** SOURCE TEXT follows **

Scientists have discovered that plants can carry out difficult arithmetic calculations to prevent them from starving.

To survive in the absence of sunlight, plants perform division equations during the night in order to ration stores of starch until the dawn, when the sun rises.

By counting their starch and dividing it by the number of hours left until morning, the plants can make sure they have enough nutrition to last the night.

Plants' survival depends on starch, which is produced from carbon dioxide and sunlight during the day to provide energy during the night.

If the plants were to run out of starch, they would begin to starve and stop growing.

The discovery is the first known example in nature of sophisticated arithmetic carried out in plants.

"The capacity to perform arithmetic calculation is vital for plant growth and productivity," Professor Alison Smith, a metabolic biologist who helped make the discovery, told the Telegraph.

"The calculations are precise so that plants prevent starvation but also make the most efficient use of their food. If the starch store is used too fast, plants will starve and stop growing during the night. If the store is used too slowly, some of it will be wasted."

Researchers from the John Innes Centre in Norwich discovered the hidden ability after studying Arabidopsis, a small flowering plant in the mustard family.

They found that the plants used their starch at a steady rate throughout the night, so that about 95% of their stock had been used up by dawn each day.

Plants are also capable of sending sophisticated communications to each other. Chemical messages exchanged between plants allow them to send out alerts when under attack by pests.

"Plants not only respond to reliable cues in their environments but also produce cues that communicate with other plants and with other organisms," said Richard Karban of the University of California, who co-authored the study on plant behaviour.

Even stranger, women gardeners' voices speed up growth of tomato plants much more than men's, according to a Royal Horticultural Study.

In an experiment run over a month, the RHS research found that tomato plants grew up to two inches taller if they were read to by a female rather than a male. In fact, some plants actually grew less when read to by a man, than if they were left completely alone.

** End of SOURCE TEXT **

§ STUDY QUESTIONS:
**A.** According to the article on plant arithmetic, roughly what share of their starch had the Arabidopsis plants used up by dawn?
**B.** Please copy out the passage of the article on plant arithmetic that begins at the words "Scientists have discovered" and stops after "and stop growing.".

** DATASET ENTRIES follows **

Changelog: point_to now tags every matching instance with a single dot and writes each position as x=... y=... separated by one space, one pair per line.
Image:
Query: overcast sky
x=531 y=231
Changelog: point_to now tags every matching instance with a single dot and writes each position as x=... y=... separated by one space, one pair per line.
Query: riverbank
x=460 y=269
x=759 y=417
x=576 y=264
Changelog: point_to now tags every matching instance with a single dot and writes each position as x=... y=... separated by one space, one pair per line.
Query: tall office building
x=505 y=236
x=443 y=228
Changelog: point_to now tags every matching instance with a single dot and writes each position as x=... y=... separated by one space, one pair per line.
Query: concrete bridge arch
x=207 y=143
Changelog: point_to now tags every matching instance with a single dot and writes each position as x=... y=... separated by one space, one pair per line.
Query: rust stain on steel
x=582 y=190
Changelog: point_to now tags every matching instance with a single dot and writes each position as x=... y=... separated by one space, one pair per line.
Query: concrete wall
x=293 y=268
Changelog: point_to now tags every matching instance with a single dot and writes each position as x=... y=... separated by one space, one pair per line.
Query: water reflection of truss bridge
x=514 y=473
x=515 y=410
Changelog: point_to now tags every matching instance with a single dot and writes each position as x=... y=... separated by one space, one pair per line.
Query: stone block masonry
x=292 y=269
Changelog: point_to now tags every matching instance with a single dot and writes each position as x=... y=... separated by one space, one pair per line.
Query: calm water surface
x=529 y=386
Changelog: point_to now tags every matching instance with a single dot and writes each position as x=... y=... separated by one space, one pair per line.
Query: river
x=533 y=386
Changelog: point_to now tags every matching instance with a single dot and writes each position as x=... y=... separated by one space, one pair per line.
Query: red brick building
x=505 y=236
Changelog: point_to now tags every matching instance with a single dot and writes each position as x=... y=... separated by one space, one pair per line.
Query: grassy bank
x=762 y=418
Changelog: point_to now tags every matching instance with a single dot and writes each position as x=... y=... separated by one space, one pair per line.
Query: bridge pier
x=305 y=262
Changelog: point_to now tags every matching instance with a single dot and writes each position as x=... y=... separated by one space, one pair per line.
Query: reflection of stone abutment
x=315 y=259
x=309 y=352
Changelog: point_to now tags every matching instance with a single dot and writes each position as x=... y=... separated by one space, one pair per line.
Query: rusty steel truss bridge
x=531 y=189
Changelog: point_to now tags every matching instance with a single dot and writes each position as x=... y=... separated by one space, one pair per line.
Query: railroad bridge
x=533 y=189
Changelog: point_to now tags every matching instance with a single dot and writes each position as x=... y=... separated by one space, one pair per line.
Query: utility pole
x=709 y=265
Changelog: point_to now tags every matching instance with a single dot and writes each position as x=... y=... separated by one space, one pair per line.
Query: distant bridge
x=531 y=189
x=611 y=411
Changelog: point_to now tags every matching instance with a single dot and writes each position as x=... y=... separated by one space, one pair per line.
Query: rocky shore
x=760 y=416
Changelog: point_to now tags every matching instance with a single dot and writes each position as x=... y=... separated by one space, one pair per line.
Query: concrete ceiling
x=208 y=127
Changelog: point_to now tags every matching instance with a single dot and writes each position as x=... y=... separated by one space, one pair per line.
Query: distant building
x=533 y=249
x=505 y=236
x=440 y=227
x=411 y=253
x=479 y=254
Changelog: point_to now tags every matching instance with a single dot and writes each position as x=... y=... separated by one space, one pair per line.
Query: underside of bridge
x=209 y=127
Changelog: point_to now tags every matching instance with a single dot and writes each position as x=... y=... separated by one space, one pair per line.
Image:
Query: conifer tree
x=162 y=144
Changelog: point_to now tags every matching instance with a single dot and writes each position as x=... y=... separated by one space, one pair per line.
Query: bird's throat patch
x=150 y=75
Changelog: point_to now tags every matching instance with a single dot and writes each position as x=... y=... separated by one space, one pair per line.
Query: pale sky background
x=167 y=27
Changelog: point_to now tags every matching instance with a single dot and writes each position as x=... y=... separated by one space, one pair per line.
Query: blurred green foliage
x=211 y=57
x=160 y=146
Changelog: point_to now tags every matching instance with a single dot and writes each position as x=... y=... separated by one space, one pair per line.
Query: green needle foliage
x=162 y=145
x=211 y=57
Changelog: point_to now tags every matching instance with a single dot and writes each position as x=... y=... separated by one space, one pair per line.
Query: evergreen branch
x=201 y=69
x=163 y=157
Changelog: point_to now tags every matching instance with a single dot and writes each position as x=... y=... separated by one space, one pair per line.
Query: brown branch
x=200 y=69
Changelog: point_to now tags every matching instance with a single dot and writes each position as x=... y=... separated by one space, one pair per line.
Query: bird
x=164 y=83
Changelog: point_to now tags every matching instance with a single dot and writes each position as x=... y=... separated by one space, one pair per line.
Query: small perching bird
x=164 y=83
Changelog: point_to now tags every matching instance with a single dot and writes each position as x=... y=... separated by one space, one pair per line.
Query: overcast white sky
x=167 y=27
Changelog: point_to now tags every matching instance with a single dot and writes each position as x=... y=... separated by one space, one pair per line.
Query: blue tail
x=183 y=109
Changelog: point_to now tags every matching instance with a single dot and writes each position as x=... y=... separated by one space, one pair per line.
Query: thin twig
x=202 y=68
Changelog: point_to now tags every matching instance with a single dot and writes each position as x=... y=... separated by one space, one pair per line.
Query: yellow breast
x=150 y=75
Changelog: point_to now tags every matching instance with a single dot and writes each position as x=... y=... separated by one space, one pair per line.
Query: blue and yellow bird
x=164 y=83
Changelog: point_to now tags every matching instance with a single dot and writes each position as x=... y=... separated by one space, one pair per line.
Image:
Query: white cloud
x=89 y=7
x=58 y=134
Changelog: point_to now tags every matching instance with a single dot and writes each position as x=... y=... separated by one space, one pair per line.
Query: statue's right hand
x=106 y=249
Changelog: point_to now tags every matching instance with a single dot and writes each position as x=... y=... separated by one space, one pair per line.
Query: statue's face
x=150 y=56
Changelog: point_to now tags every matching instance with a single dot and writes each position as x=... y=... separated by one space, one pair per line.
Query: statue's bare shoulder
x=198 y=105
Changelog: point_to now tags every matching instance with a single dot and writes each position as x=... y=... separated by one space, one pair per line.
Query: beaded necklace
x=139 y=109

** End of DATASET ENTRIES **

§ ANSWERS BY TASK:
**A.** About 95% of their stock.

**B.**
Scientists have discovered that plants can carry out difficult arithmetic calculations to prevent them from starving.

To survive in the absence of sunlight, plants perform division equations during the night in order to ration stores of starch until the dawn, when the sun rises.

By counting their starch and dividing it by the number of hours left until morning, the plants can make sure they have enough nutrition to last the night.

Plants' survival depends on starch, which is produced from carbon dioxide and sunlight during the day to provide energy during the night.

If the plants were to run out of starch, they would begin to starve and stop growing.